What you will do:
- A) Answer these questions from the text on paraspinal muscle and lumbar spinal stenosis:
(i) How many of the reviewed patients were female?
(ii) What was the best cut-off value of preoperative MF FI for predicting improvement of functional status?
(iii) What did Zotti et al. find reduced MF CSA to be associated with?
- B) In the text on paraspinal muscle and lumbar spinal stenosis, reproduce everything from "The stability of" down to "paraspinal muscles, respectively.", swapping "integrated" for "coordinated".

START Given text

To investigate the association of paraspinal muscle quantity and quality with functional status in patients with lumbar spinal stenosis (LSS) and explore whether degeneration of paraspinal muscle could predict patients’ functional recovery.

Methods

The data of 69 patients (26 males, 43 females; mean age 60.6 ± 9.4 years) with LSS was reviewed. The total cross-sectional area (tCSA), functional cross-sectional area (fCSA), and fatty infiltration (FI) of paraspinal muscle were measured. The Oswestry Disability Index (ODI) scores were used to reflect patients’ functional status. Correlations between measurements of paraspinal muscle and ODI scores were investigated by the Pearson correlation analysis. The multiple linear regression analysis was used to explore the correlation between change of ODI and other potential influence factors. Receiver operating characteristic curve was used to find out the most optimum cut-off value for predicting functional recovery.

Results

The pre-operation ODI was significantly associated with multifidus muscle (MF) fCSA (r = − 0.304, p = 0.012), while the post-operation ODI was significantly correlated to MF FI (r = 0.407, p < 0.01). Preoperative MF FI was an independent influence factor for change of ODI. The best cut-off value of preoperative MF FI to predict improvement of functional status (change of ODI > 50%) was 33%.

Conclusion

The preoperative degeneration of MF was significantly associated with patients’ functional status. Preoperative MF FI was a good predictor for assessing improvement of patients’ functional status. Evaluation of paraspinal muscle before operation could be helpful for surgeons to predict patients’ functional status and recovery.

Background

The stability of the spine is dependent on the integrated function of the active, passive, and neural sub-systems [1]. As a composition of the active sub-system, the paraspinal muscle plays an important role in maintaining stability. The cross-sectional area (CSA) and fatty infiltration (FI) are two keys in evaluating the paraspinal muscles [2,3,4,5,6], which represent the quantity and quality of paraspinal muscles, respectively.

The atrophy of paraspinal muscles has been found in patients with chronic LBP and disc herniation [4, 7,8,9]. But only a few studies focused on the effect of paraspinal muscles on patients’ functional status [10, 11]. Fortin et al. found that greater multifidus muscle (MF) FI was associated with higher pre-operation Oswestry Disability Index (ODI) scores in patients with lumbar spinal stenosis (LSS) [10]. However, they ignored the postoperative functional status. Zotti et al. found that reduced MF CSA was associated with less favorable outcomes after surgery [11], but they only focused on MF. So it is unclear whether other paraspinal muscles are associated with patients’ functional status. Besides, it is also a question whether measurements of paraspinal muscles could predict the improvement of patients’ functional status.

END Given text
START Recorded information

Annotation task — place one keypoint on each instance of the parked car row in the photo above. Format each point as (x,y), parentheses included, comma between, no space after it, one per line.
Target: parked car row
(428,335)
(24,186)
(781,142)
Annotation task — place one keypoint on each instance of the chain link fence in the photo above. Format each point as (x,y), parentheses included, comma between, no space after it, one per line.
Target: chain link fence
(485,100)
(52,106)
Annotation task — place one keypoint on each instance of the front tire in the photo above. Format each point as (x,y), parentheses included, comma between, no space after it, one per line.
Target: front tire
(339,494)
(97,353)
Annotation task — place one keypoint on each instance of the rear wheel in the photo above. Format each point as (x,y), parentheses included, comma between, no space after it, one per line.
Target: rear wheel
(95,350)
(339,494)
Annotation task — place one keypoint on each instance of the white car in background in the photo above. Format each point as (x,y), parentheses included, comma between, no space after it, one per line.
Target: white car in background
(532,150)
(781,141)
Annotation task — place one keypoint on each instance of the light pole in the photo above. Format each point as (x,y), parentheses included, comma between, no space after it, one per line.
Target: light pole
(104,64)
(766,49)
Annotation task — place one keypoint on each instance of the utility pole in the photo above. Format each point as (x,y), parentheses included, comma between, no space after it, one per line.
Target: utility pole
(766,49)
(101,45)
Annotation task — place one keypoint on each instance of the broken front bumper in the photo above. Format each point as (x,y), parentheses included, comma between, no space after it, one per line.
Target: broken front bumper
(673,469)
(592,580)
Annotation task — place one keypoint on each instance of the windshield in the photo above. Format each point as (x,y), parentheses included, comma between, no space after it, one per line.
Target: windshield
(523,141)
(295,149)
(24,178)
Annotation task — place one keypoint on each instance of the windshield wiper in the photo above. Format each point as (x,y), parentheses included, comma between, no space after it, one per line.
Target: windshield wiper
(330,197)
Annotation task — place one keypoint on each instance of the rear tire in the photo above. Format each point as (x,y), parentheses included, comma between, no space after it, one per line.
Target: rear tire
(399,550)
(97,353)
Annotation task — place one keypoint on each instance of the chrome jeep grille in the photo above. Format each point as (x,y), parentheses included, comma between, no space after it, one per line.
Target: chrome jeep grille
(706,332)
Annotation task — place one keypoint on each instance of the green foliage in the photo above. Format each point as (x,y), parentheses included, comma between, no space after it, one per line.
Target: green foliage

END Recorded information

Solutions per task:
- A)
(i) 43
(ii) 33%
(iii) Less favorable outcomes after surgery

- B)
The stability of the spine is dependent on the coordinated function of the active, passive, and neural sub-systems [1]. As a composition of the active sub-system, the paraspinal muscle plays an important role in maintaining stability. The cross-sectional area (CSA) and fatty infiltration (FI) are two keys in evaluating the paraspinal muscles [2,3,4,5,6], which represent the quantity and quality of paraspinal muscles, respectively.